**Text shown**
== Segment start ==

I want to write more often - I’m challenging myself to release one blog post every day until July 1st (I’ll do 2 today since I already missed yesterday). There will be mistakes and typos. Feedback is appreciated. The easiest place to find me now is on twitter.
In any difficult period, personal or societal, a scary thought pops up in the back of our minds - “what if this is the end?”
Going off to college - what if I don’t make any friends and I really did peak.
Graduating college - what if I never have fun again.
Breaking up - what if I never find love again.
Recession - what if I blew my opportunity to be rich.
Losing an election - what if my beliefs never become reality.
Social unrest - what if this turns to a civil war or the end of our country.
Bubble burst - what if it really was a scam and overhyped.
What if this is the end? Of civilization, of my dreams, of what I thought was possible? Unfortunately, that thought is particularly loud today.
This thought arises because we default to thinking “this time is different”, that we’re living in 100% unprecedented times. But I think history and life is a lot more cyclical, and less unique than we want to think.
Fourth Turning Theory
I recently read The Fourth Turning - a book that hypothesizes that American history has been fairly cyclical, following a simple cadence. It’s inspired by the fact that many civilizations before us viewed the world as cyclical, sometimes even basing time on generations rather than years.
A cycle is 80 years, equivalent to a person’s lifetime, and includes four “turnings”, reflecting four generations. The turnings repeat like this:
High (1945-1964) - high social cohesion, high trust in institutions, peace, single culture, strong communities
Awakening (1964-1984) - emersion of new ideas, social order challenged, more self-awareness and spirituality
Unraveling (1984-2008, 1908-1929) - low trust in institutions, low social cohesion, more polarization, culture wars
Crisis (1929-1945, 2008 - ?) - institutions and culture are destroyed and rebuilt, nation’s survival is at stake, potential war, clear social order emerges, leading to next High
Generations also follow archetypes based on when they come of age - it’s expected that someone growing up during a Crisis or a High will have different personalities and fulfill different roles in society. You’d be pretty different if you came of age during or after a war, right?

== Segment end ==

**Records supplied**
== Segment start ==

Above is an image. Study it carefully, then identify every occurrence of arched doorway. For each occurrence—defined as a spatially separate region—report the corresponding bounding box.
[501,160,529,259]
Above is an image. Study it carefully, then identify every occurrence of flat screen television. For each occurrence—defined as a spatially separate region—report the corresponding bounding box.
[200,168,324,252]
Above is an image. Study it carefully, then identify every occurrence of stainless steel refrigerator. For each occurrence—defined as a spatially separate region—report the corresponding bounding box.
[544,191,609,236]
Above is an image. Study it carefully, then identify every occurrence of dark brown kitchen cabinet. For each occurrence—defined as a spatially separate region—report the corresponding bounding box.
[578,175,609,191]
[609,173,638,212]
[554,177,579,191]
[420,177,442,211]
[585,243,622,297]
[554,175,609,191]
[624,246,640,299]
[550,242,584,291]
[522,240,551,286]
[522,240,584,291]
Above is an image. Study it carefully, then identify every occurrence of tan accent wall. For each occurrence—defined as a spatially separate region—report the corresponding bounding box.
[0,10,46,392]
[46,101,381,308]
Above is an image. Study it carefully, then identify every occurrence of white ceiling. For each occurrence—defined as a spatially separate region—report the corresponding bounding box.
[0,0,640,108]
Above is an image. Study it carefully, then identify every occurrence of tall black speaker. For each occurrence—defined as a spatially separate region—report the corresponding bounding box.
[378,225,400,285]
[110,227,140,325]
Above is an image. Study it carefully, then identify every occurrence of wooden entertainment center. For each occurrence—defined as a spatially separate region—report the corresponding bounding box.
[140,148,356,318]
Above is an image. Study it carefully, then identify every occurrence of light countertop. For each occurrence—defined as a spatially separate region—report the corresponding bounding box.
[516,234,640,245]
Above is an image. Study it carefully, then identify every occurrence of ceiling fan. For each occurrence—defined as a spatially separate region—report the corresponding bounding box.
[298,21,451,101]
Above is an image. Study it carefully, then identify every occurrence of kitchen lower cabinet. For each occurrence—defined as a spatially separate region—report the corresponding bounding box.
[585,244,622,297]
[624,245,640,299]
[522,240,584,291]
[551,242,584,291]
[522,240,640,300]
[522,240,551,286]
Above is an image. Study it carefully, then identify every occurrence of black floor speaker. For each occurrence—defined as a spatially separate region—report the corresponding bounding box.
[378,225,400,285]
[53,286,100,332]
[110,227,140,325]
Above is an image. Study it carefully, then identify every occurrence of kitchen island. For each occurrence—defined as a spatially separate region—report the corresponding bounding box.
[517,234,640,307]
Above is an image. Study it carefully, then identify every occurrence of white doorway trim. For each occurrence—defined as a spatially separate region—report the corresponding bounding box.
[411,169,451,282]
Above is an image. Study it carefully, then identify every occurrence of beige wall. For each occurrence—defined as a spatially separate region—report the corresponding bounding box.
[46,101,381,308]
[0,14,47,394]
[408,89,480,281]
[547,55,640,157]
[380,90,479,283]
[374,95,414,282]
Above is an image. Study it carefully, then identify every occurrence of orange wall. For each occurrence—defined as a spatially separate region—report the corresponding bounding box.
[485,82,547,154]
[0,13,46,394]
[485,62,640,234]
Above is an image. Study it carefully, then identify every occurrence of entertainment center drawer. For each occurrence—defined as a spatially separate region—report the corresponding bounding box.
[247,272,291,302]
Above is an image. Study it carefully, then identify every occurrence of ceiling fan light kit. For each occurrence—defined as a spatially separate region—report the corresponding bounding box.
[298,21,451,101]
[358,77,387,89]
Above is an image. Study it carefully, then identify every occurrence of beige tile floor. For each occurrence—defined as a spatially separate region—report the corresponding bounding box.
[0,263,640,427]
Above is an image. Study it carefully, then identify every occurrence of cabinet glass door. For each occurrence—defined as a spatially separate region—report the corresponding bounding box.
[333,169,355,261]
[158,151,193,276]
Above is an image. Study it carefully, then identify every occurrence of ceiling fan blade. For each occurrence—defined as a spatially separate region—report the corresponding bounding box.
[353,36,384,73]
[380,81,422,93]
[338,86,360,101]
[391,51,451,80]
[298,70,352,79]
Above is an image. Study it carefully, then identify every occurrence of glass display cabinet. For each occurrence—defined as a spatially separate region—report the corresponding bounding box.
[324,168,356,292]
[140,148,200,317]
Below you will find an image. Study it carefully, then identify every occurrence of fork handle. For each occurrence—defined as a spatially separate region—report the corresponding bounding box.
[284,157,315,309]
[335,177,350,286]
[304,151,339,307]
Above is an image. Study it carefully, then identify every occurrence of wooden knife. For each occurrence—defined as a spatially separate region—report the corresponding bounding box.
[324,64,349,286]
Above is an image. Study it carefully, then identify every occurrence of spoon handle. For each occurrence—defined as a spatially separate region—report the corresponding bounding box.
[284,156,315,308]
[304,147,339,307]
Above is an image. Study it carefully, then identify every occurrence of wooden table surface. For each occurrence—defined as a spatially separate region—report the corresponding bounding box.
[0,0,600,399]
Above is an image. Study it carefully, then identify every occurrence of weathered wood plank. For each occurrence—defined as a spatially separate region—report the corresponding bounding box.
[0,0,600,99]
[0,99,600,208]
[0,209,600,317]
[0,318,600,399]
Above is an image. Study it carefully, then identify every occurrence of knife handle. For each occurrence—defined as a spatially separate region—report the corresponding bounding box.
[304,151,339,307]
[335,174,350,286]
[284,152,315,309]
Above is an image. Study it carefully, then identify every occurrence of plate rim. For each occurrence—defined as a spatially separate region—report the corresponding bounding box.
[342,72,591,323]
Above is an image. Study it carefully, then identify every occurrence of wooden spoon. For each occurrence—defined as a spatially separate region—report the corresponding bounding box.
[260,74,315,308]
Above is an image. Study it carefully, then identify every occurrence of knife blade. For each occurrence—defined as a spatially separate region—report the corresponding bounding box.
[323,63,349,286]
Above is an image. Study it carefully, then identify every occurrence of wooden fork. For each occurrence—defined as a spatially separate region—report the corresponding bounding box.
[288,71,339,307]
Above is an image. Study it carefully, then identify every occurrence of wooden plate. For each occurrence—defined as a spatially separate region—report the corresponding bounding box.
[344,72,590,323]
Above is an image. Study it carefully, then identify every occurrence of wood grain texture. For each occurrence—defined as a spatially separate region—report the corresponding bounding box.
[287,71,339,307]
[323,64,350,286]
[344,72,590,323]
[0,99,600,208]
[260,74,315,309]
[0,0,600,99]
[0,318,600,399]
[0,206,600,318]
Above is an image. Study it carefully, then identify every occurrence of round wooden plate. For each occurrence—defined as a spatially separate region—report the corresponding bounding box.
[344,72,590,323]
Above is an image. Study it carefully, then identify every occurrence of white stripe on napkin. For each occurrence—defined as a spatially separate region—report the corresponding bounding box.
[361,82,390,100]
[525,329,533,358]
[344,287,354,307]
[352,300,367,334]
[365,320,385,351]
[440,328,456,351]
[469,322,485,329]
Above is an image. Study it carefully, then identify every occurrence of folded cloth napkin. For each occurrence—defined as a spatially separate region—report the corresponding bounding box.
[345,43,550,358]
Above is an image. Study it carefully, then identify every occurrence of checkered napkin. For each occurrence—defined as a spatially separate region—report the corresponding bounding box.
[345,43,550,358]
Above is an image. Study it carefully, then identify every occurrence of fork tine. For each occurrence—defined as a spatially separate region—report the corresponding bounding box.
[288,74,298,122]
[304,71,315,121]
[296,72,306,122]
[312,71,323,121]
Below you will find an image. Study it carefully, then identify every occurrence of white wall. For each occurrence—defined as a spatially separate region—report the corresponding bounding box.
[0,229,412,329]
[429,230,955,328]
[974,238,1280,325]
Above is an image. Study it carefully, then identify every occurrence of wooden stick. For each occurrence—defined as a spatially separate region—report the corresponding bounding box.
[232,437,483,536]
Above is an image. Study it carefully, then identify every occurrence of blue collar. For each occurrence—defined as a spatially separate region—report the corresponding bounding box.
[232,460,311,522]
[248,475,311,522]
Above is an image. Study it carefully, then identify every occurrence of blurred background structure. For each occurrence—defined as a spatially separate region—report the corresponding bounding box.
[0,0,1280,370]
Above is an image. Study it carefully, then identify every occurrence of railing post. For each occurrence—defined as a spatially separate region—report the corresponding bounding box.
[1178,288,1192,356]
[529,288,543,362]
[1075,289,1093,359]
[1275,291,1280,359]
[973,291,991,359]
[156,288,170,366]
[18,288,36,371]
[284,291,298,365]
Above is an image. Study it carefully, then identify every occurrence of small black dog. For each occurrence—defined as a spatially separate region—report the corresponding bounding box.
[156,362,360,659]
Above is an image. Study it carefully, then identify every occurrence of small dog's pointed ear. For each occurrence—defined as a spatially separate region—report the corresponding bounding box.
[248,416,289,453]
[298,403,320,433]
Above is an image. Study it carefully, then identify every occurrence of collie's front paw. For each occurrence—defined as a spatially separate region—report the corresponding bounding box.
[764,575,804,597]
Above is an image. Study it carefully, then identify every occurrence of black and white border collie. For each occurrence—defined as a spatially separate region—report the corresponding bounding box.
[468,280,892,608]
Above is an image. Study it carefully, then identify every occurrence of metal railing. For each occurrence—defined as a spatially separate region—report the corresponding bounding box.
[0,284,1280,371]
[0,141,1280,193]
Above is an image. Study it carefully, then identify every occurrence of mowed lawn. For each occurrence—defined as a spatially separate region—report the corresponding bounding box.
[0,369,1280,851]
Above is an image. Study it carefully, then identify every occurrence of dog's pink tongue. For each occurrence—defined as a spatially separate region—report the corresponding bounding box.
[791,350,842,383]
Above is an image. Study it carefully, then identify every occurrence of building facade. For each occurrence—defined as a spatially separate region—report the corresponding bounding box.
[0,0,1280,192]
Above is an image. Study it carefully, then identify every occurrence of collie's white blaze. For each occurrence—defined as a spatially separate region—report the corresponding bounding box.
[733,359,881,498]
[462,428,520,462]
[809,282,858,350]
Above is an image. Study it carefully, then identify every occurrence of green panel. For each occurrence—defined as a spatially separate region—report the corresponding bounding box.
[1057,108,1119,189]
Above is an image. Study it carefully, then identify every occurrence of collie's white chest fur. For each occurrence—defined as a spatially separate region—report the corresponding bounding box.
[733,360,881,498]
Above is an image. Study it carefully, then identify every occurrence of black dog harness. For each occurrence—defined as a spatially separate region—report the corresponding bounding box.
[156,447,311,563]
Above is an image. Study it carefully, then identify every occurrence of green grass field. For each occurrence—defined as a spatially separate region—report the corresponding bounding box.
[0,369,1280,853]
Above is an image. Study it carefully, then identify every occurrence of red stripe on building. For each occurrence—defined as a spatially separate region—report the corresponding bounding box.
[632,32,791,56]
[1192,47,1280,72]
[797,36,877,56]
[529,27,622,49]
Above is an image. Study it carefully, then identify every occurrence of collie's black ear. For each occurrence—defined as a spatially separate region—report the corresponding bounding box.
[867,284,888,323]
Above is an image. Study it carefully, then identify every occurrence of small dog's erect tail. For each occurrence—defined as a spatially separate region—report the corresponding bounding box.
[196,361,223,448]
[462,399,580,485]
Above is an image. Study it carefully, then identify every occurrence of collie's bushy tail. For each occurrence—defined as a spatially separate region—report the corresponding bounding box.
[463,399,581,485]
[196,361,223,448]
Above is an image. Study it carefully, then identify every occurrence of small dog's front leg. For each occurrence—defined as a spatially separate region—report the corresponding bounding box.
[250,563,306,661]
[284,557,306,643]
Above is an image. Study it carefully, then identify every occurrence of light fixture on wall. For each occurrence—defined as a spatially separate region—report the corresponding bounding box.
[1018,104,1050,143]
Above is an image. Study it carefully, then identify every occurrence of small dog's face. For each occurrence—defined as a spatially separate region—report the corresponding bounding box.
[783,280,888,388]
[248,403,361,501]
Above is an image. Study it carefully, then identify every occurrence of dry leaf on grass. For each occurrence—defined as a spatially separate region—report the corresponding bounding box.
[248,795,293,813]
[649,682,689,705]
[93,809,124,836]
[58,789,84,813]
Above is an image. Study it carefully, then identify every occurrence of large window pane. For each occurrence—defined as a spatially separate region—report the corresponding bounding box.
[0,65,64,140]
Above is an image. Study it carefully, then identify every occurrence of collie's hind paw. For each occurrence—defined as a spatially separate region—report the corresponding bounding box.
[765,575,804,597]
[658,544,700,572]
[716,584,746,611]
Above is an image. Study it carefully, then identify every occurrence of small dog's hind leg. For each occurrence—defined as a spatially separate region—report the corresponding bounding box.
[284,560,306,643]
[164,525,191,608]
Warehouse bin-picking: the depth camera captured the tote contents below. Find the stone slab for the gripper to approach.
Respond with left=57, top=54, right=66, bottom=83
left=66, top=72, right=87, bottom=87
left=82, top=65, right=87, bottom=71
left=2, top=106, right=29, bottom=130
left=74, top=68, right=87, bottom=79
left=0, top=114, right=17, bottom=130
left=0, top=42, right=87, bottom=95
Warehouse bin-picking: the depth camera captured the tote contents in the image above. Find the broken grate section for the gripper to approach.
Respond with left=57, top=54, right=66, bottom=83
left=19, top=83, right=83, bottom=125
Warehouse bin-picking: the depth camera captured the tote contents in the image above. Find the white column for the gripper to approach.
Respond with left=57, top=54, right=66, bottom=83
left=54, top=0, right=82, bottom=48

== Segment end ==

Name every turning that the blog post above gives as part of the Fourth Turning cycle.

**Result**
High, Awakening, Unraveling, Crisis